- _Tujuan Anda_: Lanjutkan berita tentang larangan kampanye di masjid di bawah ini, mulai dari kalimat sesudah kalimat terakhirnya.

- _Bacaan Tersedia_:
Masjid Dilarang Jadi Tempat Kampanye - Warta Katolik

Breaking

Bagi Yang Ingin Kegiatannya Dipublikasikan Di Blog Ini, Mohon Hubungi WA No. 081345227640

Rabu, 27 Maret 2019

Masjid Dilarang Jadi Tempat Kampanye



wartakatolik - JAKARTA : Perhimpunan Remaja Masjid Dewan Masjid Indonesia (PRIMA DMI) meluncurkan kampanye pelarangan penggunaan masjid untuk kegiatan kampanye menyambut pemilihan umum pada 17 April.

PRIMA DMI, yang terdaftar sebagai lembaga pemantau pemilu di bawah Badan Pengawas Pemilu (Bawaslu) meluncurkan kampanyenya menyambut penyelenggaraan kampanye terbuka yang dimulai pada 24 Maret.

Lewat program “Stop Kampanye di Masjid!”, mereka juga membuka pusat aduan warga atas temuan dugaan kegiatan kampanye politik di 729.000 masjid di seluruh negara.

“Kami siap menjaga masjid sehingga tidak dikotori oknum tak bertanggung jawab,”  kata Haris Zainuddi, sekertaris jendral PRIMA DMI.

Untuk memudahkan pelaporan masyarakat, mereka menyedian google form dan nomor telepon yang disebarkan di media sosial.

Ia menjelaskan masyarakat yang membuat pelaporan harus mencatumkan video atau foto sebagai bukti penunjang klaim mereka.

“Hasil pelaporan yang diterima  akan kami teruskan kepada Bawaslu,” katanya.

Ia mengatakan, mereka akan memantau sejumlah aktivitas di masjid seperti khotbah saat salat Jumat, ceramah pengajian dan taklim.

“Kami memantau untuk mencegah terjadinya ceramah atau khotbah yang mengandung muatan visi dan misi paslon Pilpres atau caleg,” kata dia.

Selain itu, mereka juga akan melakukan pemantauan untuk melarang terjadinya kampanye hitam, seperti menyampaikan berita bohong, fitnah, atau tuduhan tanpa dasar.

Kampanye hitam, jelasnya, juga dapat berbentuk penghinaan terhadap individu, agama, suku, ras, dan golongan.

PRIMA DMI juga fokus memonitor masjid dan musala agar terhindar dari praktik politik uang dan menertibkan atribut-atribut kampanye yang dipasang di bangunan tempat ibadah.

Ia menegaskan, langkah itu dilakukan merespon gejala penggunaan masjid untuk kepentingan politik.

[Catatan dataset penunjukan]
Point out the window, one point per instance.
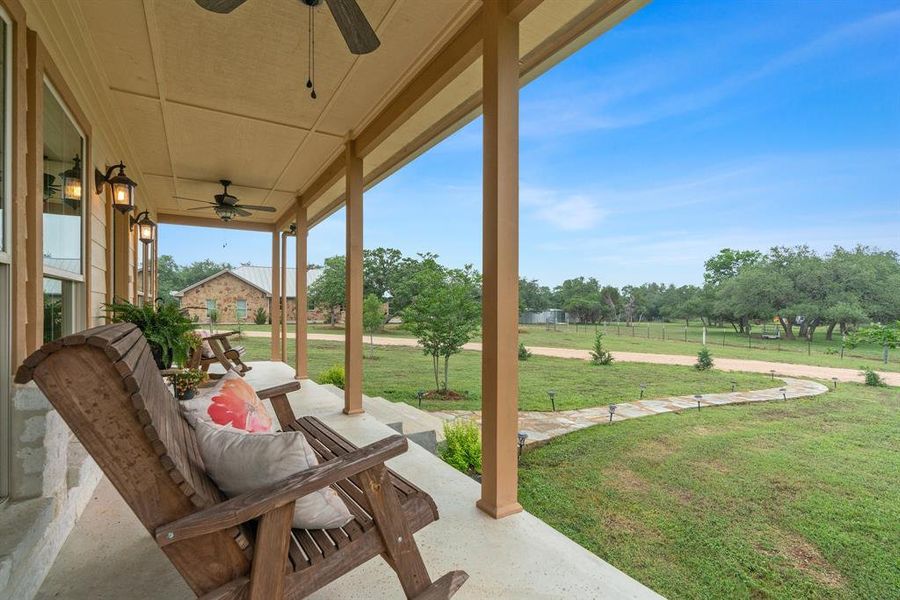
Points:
(63, 223)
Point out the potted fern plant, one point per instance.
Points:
(162, 323)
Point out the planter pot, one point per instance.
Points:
(187, 394)
(157, 353)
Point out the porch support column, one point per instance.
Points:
(302, 368)
(275, 310)
(353, 351)
(499, 361)
(283, 280)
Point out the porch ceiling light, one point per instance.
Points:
(122, 187)
(146, 227)
(72, 181)
(225, 212)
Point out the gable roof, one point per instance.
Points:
(258, 277)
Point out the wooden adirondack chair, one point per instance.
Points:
(105, 385)
(223, 353)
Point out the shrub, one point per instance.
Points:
(462, 448)
(260, 317)
(704, 360)
(333, 375)
(524, 353)
(599, 354)
(872, 377)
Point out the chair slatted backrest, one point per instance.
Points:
(106, 385)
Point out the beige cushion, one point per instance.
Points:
(232, 401)
(241, 462)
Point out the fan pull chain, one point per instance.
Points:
(311, 48)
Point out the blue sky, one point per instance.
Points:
(690, 127)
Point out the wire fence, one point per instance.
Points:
(761, 337)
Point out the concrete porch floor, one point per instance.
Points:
(109, 555)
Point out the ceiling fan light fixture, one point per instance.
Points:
(225, 212)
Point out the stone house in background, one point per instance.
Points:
(236, 294)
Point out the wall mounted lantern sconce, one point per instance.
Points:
(146, 227)
(122, 187)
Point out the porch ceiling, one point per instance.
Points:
(203, 97)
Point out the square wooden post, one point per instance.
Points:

- _Jawaban Tugas_:
“Akhir-akhir ini, masjid kerapkali didapati menjadi arena aktivitas politik,” ujar Haris,

Pada Januari lalu, di sejumlah masjid di Jawa beredar tabloid yang berisi berita hoaks di masjid-masjid.

Pada awal bulan ini, kelompok Muslim yang menggelar aksi unjuk rasa di Komisi Pemilihan Umum (KPU) menyatakan menyiapkan aksi pengerahan massa di masjid menuju tempat pemungutan suara pada 17 April.

Aksi pengerahan massa ini mirip menjelang pencoblosan pemilihan gubernur di DKI Jakarta pada 2017 yang memenangkan Anies Baswedan-Sandiaga Uno.

Wempy Hadir, direktur eksekutif Indopolling Network mengatakan, ada kelompok yang ingin menduplikasi kesuksesan di Pilgub DKI itu.

“Pada waktu itu, kita melihat bagaimana masjid menjadi pusat konsolidasi politik, semacam terjadi instrumentaslisasi agama untuk kepentingan politik dan pada akhirnya strategi tersebut berhasil,” lajutnya.

Ia menyatakan, strategi demikian memang tidak kompatibel dengan pemilihan presiden karena tidak ada perbedaan latarbelakang sosial yang mencolok di antara kandidat.

Ia menjelaskan, “panitia pengawas pemilu pada seluruh tingkatan mesti memasang mata dan melakukan tindakan tegas bagi siapa saja yang melanggar ketentuan undang-undang pemilu yang dengan jelas melarang kampanye di rumah ibadah.”

Sementara itu, Rahmat Bagja, anggota Bawaslu menegaskan, undang-undang sudah melarang penggunaan masjid dan rumah ibadah lain.

“Kalau sosialisasi agar ikut memilih boleh, tapi kalau mengajak memilih kandidat tertentu, itu jelas pelanggaran,” katanya. (*)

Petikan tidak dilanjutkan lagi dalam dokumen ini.